YOUR TASK: Revise the lines below, changing "thickest part" to "widest part" wherever it occurs and keeping all other text the same. Leave the pictures out of your version.
↓
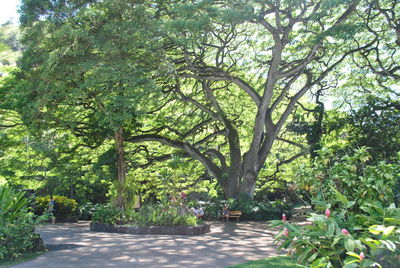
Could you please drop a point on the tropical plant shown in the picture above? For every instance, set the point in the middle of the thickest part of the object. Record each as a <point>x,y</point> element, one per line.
<point>12,204</point>
<point>65,208</point>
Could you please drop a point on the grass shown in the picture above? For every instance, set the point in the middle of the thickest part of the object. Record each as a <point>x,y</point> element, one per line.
<point>21,259</point>
<point>273,262</point>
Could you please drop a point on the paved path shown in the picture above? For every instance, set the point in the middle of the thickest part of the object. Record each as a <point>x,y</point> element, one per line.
<point>73,245</point>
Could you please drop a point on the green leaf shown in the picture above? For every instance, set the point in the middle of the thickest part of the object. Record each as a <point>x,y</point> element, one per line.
<point>393,220</point>
<point>349,244</point>
<point>388,231</point>
<point>341,197</point>
<point>336,240</point>
<point>389,245</point>
<point>353,254</point>
<point>331,229</point>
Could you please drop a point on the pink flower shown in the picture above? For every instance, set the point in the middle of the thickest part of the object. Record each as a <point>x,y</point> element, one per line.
<point>328,212</point>
<point>285,232</point>
<point>345,232</point>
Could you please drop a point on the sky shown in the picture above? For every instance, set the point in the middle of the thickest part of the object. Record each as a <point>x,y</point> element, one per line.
<point>8,10</point>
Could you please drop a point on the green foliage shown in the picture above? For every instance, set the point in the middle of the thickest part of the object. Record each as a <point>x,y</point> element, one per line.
<point>148,215</point>
<point>12,204</point>
<point>65,208</point>
<point>18,237</point>
<point>86,210</point>
<point>272,262</point>
<point>251,209</point>
<point>17,234</point>
<point>344,238</point>
<point>157,215</point>
<point>106,214</point>
<point>335,181</point>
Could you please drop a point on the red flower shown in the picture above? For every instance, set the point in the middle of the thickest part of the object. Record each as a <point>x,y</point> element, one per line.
<point>328,212</point>
<point>345,232</point>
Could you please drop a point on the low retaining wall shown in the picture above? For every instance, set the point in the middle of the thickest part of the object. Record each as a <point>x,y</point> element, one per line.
<point>161,230</point>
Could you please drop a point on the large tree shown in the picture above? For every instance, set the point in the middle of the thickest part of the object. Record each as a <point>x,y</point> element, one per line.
<point>228,73</point>
<point>237,70</point>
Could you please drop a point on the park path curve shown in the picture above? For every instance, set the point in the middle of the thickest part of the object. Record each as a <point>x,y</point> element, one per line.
<point>73,245</point>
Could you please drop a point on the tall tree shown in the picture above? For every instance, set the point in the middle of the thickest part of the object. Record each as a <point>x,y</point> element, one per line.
<point>238,69</point>
<point>228,73</point>
<point>84,68</point>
↑
RESULT FOR THIS EXERCISE:
Could you please drop a point on the tropical plant shown in the picture above? For every instance, set the point in the middle of the widest part of the object. Record each as a <point>x,y</point> element, one per line.
<point>12,204</point>
<point>65,208</point>
Could you please drop a point on the grass shown in the picture above? For every instance, set the point in the middle of the widest part of the object. Record each as a <point>x,y</point> element, one per line.
<point>21,259</point>
<point>273,262</point>
Could you please drop a point on the paved path shown in the picture above? For every instance, set the point in the middle of the widest part of the object. Record each as a <point>x,y</point> element, one per line.
<point>73,245</point>
Could you please drop a point on the green leaf shown in the picture above? For every instance, set the point in the middle of the widest part of the object. Record each as a <point>x,y</point> element, one per line.
<point>393,220</point>
<point>349,244</point>
<point>388,231</point>
<point>341,197</point>
<point>336,240</point>
<point>389,245</point>
<point>353,254</point>
<point>331,229</point>
Could you please drop a point on the pink flower shown in the picture above? For every instance, set the point in the middle of the widest part of the object. Record each as a <point>x,y</point> element, one per line.
<point>328,212</point>
<point>285,232</point>
<point>345,232</point>
Could you please drop a point on the sky shown in the picture above? For every instance, set the point in the middle of the widest part of the object. Record each as a <point>x,y</point> element, one per line.
<point>8,10</point>
Could you please drop a point on the green foliage shown in the picture above? For every instance, set the point in the middle of the widest part of the object. Record each as a <point>x,y</point> element, one per line.
<point>148,215</point>
<point>12,204</point>
<point>65,208</point>
<point>18,237</point>
<point>86,210</point>
<point>272,262</point>
<point>251,209</point>
<point>17,234</point>
<point>344,238</point>
<point>157,215</point>
<point>106,214</point>
<point>335,181</point>
Could you please drop a point on the red flower shown in the picture above? For every instance, set the point in the middle of the widest part of the object. Record each as a <point>x,y</point> element, one per line.
<point>328,212</point>
<point>345,232</point>
Could you please drop a point on the low retaining wall shown in the picture above? For every instance, set the point in the middle of the widest part of the object. Record each as a <point>x,y</point> element, one per line.
<point>161,230</point>
Could you please drop a point on the large tree shown in the picture above? For every instance, set the point in the middle of the widest part of the object. Record each as a <point>x,y</point> element, one per line.
<point>228,73</point>
<point>237,70</point>
Could you please drop a point on the park path curve shown in the picture above? For every instance, set the point in the middle of the widest part of the object. Record each as a <point>x,y</point> element, one per line.
<point>73,245</point>
Could you please drop a point on the tall tree shown in the picture above? For every instance, set the point in the middle of the widest part of the object. Record each as a <point>x,y</point> element, one per line.
<point>238,69</point>
<point>228,73</point>
<point>84,68</point>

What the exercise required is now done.